- _PASSAGE FOURNI_:
----

La douloureuse expérience de ce siècle a assurément fait justice de la conception des Physiocrates et de Condorcet, à savoir que par cela seul que les hommes seraient libres et affranchis d’entraves dans l’exercice de leur activité économique, ils deviendraient meilleurs et que la société jouirait de la paix ; mais il n’en reste pas moins prouvé par l’observation des faits que tout accroissement de la richesse d’un particulier par des moyens légitimes concourt au bien commun et tend en soi à améliorer la condition des autres hommes. C’est d’ailleurs l’exercice du droit, qui naît dans l’individu et que la société a pour mission de protéger. Aussi est-ce avec raison qu’un théologien, examinant récemment la question de savoir si, sous prétexte d’harmonie et d’équilibre social, l’État avait le droit de limiter la richesse des particuliers, lorsqu’elle est légitimement acquise, répond énergiquement que non[1]. C’est là que commence le socialisme d’État.

Quant à la richesse qui provient de la spoliation par la conquête ou par l’abus de la législation en faveur d’une classe particulière, de la fraude et du dol sous leurs diverses formes, elle est évidemment malfaisante.

La question débattue en ce livre est précisément de savoir quelle est l’importance relative dans l’état actuel des sociétés des richesses légitimement acquises et des richesses malhonnêtes.

  1. P. Marin de Boylesve S. J., la Question ouvrière, p. 30 (Haton, 1891).

----

- _DONNÉES AFFICHÉES_:
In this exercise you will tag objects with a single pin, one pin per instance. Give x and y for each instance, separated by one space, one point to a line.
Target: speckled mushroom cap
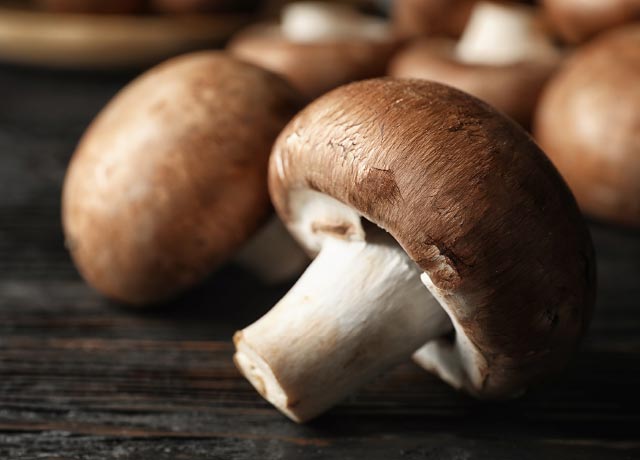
470 198
313 67
512 88
588 122
170 178
579 20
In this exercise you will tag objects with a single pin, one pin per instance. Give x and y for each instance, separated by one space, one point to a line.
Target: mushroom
318 46
202 6
414 18
579 20
436 221
504 57
588 121
91 6
170 178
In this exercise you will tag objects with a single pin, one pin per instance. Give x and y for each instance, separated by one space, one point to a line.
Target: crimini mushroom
588 122
487 260
170 178
504 57
415 18
579 20
318 46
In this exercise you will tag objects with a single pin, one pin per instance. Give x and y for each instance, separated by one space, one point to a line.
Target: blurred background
83 373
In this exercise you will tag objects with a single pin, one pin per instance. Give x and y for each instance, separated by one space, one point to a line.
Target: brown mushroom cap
512 88
170 178
412 18
470 198
578 20
588 122
313 67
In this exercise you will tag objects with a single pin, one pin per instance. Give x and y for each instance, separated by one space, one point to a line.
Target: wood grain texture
81 378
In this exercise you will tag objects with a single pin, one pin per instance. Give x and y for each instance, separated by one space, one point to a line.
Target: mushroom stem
503 34
359 309
272 254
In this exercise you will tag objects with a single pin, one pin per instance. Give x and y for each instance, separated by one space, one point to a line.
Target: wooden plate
84 41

----

- _CONSIGNE ÉCRITE_: Recopiez mot pour mot, s'il vous plaît, l'intégralité du passage sur la richesse légitime et la richesse malhonnête, note comprise.

- _CORRIGÉ TYPE_:
La douloureuse expérience de ce siècle a assurément fait justice de la conception des Physiocrates et de Condorcet, à savoir que par cela seul que les hommes seraient libres et affranchis d’entraves dans l’exercice de leur activité économique, ils deviendraient meilleurs et que la société jouirait de la paix ; mais il n’en reste pas moins prouvé par l’observation des faits que tout accroissement de la richesse d’un particulier par des moyens légitimes concourt au bien commun et tend en soi à améliorer la condition des autres hommes. C’est d’ailleurs l’exercice du droit, qui naît dans l’individu et que la société a pour mission de protéger. Aussi est-ce avec raison qu’un théologien, examinant récemment la question de savoir si, sous prétexte d’harmonie et d’équilibre social, l’État avait le droit de limiter la richesse des particuliers, lorsqu’elle est légitimement acquise, répond énergiquement que non[1]. C’est là que commence le socialisme d’État.

Quant à la richesse qui provient de la spoliation par la conquête ou par l’abus de la législation en faveur d’une classe particulière, de la fraude et du dol sous leurs diverses formes, elle est évidemment malfaisante.

La question débattue en ce livre est précisément de savoir quelle est l’importance relative dans l’état actuel des sociétés des richesses légitimement acquises et des richesses malhonnêtes.

  1. P. Marin de Boylesve S. J., la Question ouvrière, p. 30 (Haton, 1891).